[EXERCISE GOAL]: Count the lines in the entries below that contain the word "image", and give only that number.

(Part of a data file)

+ + +

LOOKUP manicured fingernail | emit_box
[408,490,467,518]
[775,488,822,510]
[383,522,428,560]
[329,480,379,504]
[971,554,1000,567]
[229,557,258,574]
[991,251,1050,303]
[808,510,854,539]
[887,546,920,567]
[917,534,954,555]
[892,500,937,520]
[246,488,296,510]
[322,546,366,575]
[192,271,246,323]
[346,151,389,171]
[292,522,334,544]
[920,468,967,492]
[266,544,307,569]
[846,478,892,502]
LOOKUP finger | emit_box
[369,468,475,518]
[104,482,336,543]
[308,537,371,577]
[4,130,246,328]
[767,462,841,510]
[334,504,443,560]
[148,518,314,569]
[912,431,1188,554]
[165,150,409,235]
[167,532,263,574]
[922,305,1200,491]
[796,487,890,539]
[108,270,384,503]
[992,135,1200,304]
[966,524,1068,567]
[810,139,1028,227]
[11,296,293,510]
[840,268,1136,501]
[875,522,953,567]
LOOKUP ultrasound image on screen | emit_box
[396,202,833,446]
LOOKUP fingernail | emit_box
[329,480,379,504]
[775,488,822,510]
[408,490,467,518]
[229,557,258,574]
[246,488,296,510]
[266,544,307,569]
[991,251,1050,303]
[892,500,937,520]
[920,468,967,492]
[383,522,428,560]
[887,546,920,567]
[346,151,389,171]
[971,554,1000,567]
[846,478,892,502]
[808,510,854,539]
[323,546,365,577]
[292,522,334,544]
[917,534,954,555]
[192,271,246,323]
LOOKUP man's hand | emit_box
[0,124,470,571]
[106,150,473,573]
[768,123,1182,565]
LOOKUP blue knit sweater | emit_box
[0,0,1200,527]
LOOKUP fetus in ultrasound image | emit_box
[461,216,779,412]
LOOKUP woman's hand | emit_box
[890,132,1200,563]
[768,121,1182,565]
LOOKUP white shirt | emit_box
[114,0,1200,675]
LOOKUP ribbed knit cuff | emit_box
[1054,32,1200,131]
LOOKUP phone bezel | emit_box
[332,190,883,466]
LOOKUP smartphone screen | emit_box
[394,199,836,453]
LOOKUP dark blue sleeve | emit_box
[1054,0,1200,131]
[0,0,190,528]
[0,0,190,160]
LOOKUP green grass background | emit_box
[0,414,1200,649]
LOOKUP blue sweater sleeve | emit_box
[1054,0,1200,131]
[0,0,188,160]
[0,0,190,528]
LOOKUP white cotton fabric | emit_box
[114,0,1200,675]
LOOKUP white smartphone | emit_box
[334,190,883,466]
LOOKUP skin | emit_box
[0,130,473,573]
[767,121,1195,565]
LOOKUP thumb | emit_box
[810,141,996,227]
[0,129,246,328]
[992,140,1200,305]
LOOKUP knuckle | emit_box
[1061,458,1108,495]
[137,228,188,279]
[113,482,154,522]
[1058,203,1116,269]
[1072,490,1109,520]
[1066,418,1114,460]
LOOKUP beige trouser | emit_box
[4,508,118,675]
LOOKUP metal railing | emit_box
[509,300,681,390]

+ + +

[WRITTEN RESPONSE]: 2